Exercise goal: Please output every line of the records below as a JSON list of strings, with one string per line and any blank lines omitted.

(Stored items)
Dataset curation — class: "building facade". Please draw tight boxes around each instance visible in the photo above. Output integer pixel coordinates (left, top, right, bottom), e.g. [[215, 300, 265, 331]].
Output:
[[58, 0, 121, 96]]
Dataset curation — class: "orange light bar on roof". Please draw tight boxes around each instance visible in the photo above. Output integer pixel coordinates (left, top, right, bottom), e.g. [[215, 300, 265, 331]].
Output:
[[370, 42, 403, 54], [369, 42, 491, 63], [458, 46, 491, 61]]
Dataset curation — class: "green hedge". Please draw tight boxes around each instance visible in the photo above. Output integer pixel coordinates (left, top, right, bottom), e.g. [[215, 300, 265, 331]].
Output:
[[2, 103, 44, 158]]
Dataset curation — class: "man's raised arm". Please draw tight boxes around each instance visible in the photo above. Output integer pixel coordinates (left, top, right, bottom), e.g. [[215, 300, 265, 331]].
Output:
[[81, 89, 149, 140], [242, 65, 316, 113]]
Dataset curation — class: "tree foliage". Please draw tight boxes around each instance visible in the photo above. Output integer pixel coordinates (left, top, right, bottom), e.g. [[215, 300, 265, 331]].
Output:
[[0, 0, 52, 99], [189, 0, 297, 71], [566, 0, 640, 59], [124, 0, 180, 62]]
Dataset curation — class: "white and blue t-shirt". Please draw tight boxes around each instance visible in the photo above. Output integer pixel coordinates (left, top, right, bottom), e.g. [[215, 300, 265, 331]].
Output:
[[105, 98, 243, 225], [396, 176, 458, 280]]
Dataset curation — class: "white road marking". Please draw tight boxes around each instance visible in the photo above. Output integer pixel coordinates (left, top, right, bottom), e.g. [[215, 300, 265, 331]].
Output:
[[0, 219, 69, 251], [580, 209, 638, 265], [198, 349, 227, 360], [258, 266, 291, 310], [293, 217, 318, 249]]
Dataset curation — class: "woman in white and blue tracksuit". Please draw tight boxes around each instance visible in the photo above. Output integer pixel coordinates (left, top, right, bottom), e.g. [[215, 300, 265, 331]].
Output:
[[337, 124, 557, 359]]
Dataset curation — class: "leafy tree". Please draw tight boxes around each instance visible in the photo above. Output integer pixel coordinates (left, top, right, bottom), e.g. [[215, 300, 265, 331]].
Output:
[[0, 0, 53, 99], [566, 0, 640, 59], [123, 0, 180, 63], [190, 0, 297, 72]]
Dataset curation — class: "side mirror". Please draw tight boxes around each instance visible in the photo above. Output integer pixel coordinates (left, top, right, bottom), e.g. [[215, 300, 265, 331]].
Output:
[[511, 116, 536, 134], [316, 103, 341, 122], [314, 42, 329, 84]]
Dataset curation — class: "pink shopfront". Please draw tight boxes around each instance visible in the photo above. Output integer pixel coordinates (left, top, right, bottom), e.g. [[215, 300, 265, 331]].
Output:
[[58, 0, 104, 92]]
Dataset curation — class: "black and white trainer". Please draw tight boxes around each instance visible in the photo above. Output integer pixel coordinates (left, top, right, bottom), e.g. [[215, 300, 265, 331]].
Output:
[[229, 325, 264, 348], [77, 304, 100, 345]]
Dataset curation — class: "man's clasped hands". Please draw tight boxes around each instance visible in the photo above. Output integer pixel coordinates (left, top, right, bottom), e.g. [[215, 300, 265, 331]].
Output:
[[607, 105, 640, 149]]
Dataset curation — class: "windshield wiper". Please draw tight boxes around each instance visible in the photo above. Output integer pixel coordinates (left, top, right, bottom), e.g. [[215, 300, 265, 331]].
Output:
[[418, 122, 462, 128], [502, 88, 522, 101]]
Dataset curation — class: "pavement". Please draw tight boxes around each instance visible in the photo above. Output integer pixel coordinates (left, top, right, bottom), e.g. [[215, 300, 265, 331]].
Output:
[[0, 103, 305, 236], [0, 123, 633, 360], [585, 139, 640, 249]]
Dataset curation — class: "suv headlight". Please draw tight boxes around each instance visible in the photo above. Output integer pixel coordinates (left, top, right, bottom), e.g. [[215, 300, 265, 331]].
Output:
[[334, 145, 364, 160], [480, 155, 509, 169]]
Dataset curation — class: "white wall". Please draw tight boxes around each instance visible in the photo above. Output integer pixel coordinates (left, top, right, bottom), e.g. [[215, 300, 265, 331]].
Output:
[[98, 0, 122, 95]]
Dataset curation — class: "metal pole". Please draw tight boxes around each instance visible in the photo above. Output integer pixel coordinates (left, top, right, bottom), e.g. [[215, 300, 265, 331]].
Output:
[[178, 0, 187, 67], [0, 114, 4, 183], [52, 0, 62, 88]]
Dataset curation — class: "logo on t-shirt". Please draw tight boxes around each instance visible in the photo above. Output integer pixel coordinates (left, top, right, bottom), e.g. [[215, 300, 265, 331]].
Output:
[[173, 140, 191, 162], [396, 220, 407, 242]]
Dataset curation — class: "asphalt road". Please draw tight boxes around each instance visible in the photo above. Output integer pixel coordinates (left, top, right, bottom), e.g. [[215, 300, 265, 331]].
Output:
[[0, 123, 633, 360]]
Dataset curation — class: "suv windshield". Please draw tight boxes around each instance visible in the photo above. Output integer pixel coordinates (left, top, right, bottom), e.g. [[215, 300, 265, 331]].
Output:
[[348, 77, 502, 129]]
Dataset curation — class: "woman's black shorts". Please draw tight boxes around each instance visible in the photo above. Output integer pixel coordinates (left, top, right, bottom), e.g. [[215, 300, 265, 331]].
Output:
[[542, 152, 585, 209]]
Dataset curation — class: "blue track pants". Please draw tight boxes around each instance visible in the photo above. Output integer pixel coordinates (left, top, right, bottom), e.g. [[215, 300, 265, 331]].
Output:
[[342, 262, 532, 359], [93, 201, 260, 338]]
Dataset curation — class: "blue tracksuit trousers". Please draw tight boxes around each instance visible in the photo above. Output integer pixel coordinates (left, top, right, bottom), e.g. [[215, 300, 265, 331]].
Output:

Correct result:
[
  "Dataset curation — class: \"building facade\". Please draw tight boxes around each instance visible in the photo above. Output integer pixel coordinates (left, top, right, bottom), e.g. [[215, 300, 265, 331]].",
  "Output:",
  "[[58, 0, 121, 96]]",
  "Dataset curation — class: \"orange light bar on roof\". Please draw tight boxes around each instance visible in the photo above. Output integer pixel coordinates (left, top, right, bottom), e.g. [[215, 300, 265, 331]].",
  "Output:",
  "[[370, 42, 403, 54], [369, 42, 491, 63], [458, 46, 491, 61]]",
  "Dataset curation — class: \"green hedge\". Please draw tight boxes around each instance visible in the photo above. Output integer pixel coordinates (left, top, right, bottom), e.g. [[215, 300, 265, 331]].",
  "Output:",
  "[[2, 103, 44, 158]]",
  "Dataset curation — class: \"man's raised arm\". Please draw tight boxes around each instance visible in the photo above. Output integer pixel coordinates (left, top, right, bottom), e.g. [[215, 300, 265, 331]].",
  "Output:",
  "[[81, 89, 149, 140], [242, 65, 316, 113]]",
  "Dataset curation — class: \"tree foliage\". Please draw tight boxes around each instance visible in the photo above. Output integer pixel coordinates (left, top, right, bottom), e.g. [[215, 300, 265, 331]].",
  "Output:",
  "[[0, 0, 52, 99], [189, 0, 297, 71], [566, 0, 640, 59], [124, 0, 180, 62]]",
  "Dataset curation — class: \"white and blue t-shirt\". Please draw tight boxes around each instance visible in the photo above. Output integer pixel coordinates (left, top, right, bottom), e.g. [[215, 300, 265, 331]].",
  "Output:",
  "[[105, 98, 243, 225], [396, 176, 458, 280]]",
  "Dataset curation — class: \"white road marking\". Please draw tight boxes around each instance visible in the photo above. Output integer pixel coordinates (left, top, right, bottom), e.g. [[215, 300, 265, 331]].",
  "Output:",
  "[[0, 219, 69, 251], [580, 209, 638, 265], [198, 349, 227, 360], [258, 266, 291, 310], [293, 217, 318, 249]]",
  "Dataset curation — class: \"woman in white and blue tracksuit\". Please draw tight boxes around each instance visible in the photo above. Output integer pixel coordinates (left, top, right, bottom), e.g. [[215, 300, 265, 331]].",
  "Output:",
  "[[337, 124, 557, 359]]",
  "Dataset curation — class: \"leafy tree\". Please draw tight boxes around each instance visible in the photo above. Output integer pixel coordinates (left, top, right, bottom), e.g. [[215, 300, 265, 331]].",
  "Output:",
  "[[0, 0, 53, 99], [566, 0, 640, 59], [123, 0, 180, 63], [190, 0, 297, 72]]",
  "Dataset curation — class: \"side mirror\". Please draw tight boxes around each instance visible in the photo above. Output integer pixel coordinates (left, top, right, bottom), e.g. [[215, 300, 265, 331]].",
  "Output:",
  "[[511, 116, 536, 134], [316, 103, 341, 122], [314, 42, 329, 84]]",
  "Dataset curation — class: \"pink shopfront\". Please draw tight boxes around each instance visible in the photo above. Output integer pixel coordinates (left, top, right, bottom), e.g. [[215, 300, 265, 331]].",
  "Output:",
  "[[58, 0, 104, 92]]",
  "Dataset curation — class: \"black and white trainer\". Please draw tight boxes around each instance visible in the photo above. Output integer pixel coordinates (left, top, right, bottom), e.g. [[215, 300, 265, 331]].",
  "Output:",
  "[[229, 325, 264, 348], [77, 304, 100, 345]]",
  "Dataset curation — class: \"man's clasped hands\". Please draw tight boxes around each instance visible in the photo above. Output integer pixel coordinates (left, top, right, bottom), e.g. [[215, 300, 265, 331]].",
  "Output:",
  "[[607, 105, 640, 149]]",
  "Dataset curation — class: \"windshield wiper\". Please draw tight boxes around each instance visible in the photo above. Output integer pixel coordinates (left, top, right, bottom), e.g. [[215, 300, 265, 331]].",
  "Output:",
  "[[418, 122, 462, 128], [502, 88, 522, 101]]",
  "Dataset curation — class: \"pavement\". Please draw tight boxes around each instance visible in the photo above. Output integer pixel coordinates (left, top, right, bottom), e.g. [[215, 300, 265, 331]].",
  "Output:",
  "[[0, 103, 305, 236], [0, 123, 633, 360], [585, 139, 640, 249]]",
  "Dataset curation — class: \"suv headlight\". Please draw tight boxes around each instance visible in the photo above. Output integer pixel coordinates (left, top, right, bottom), e.g. [[215, 300, 265, 331]].",
  "Output:",
  "[[334, 145, 364, 160], [480, 155, 509, 169]]",
  "Dataset curation — class: \"white wall\". Please draw tight boxes around each instance visible in the photo above. Output integer pixel coordinates (left, top, right, bottom), e.g. [[215, 300, 265, 331]].",
  "Output:",
  "[[98, 0, 122, 95]]",
  "Dataset curation — class: \"metal pole\". Please draw tight boxes around each instance visible in the photo above. Output integer pixel coordinates (left, top, right, bottom), e.g. [[215, 300, 265, 331]].",
  "Output:",
  "[[178, 0, 187, 67], [0, 114, 4, 183], [52, 0, 62, 88]]",
  "Dataset curation — class: \"logo on t-shirt\". Please draw tight boxes around each instance visible in the photo above. Output integer pixel coordinates (left, top, right, bottom), e.g. [[215, 300, 265, 331]].",
  "Output:",
  "[[173, 140, 191, 162], [396, 220, 407, 242]]",
  "Dataset curation — class: \"asphalt road\". Please draw tight boxes around each instance visible in the photo above. Output integer pixel coordinates (left, top, right, bottom), e.g. [[215, 300, 265, 331]].",
  "Output:",
  "[[0, 123, 633, 360]]",
  "Dataset curation — class: \"suv windshield\". Please draw tight boxes around each instance visible in the photo above. Output integer pixel coordinates (left, top, right, bottom), e.g. [[215, 300, 265, 331]].",
  "Output:",
  "[[348, 77, 502, 129]]",
  "Dataset curation — class: \"woman's black shorts\". Please draw tight boxes around each instance visible in the photo above. Output integer pixel coordinates (left, top, right, bottom), e.g. [[215, 300, 265, 331]].",
  "Output:",
  "[[542, 152, 585, 209]]",
  "Dataset curation — class: \"blue track pants\". Please draw tight boxes around each instance visible in the photo above. Output integer pixel coordinates (left, top, right, bottom), e.g. [[215, 300, 265, 331]].",
  "Output:",
  "[[342, 262, 532, 359], [93, 201, 260, 338]]",
  "Dataset curation — class: \"blue tracksuit trousers\". Please draw tight boxes around each instance visible in the photo above. Output integer pixel coordinates (left, top, right, bottom), e.g. [[215, 300, 265, 331]].",
  "Output:"
]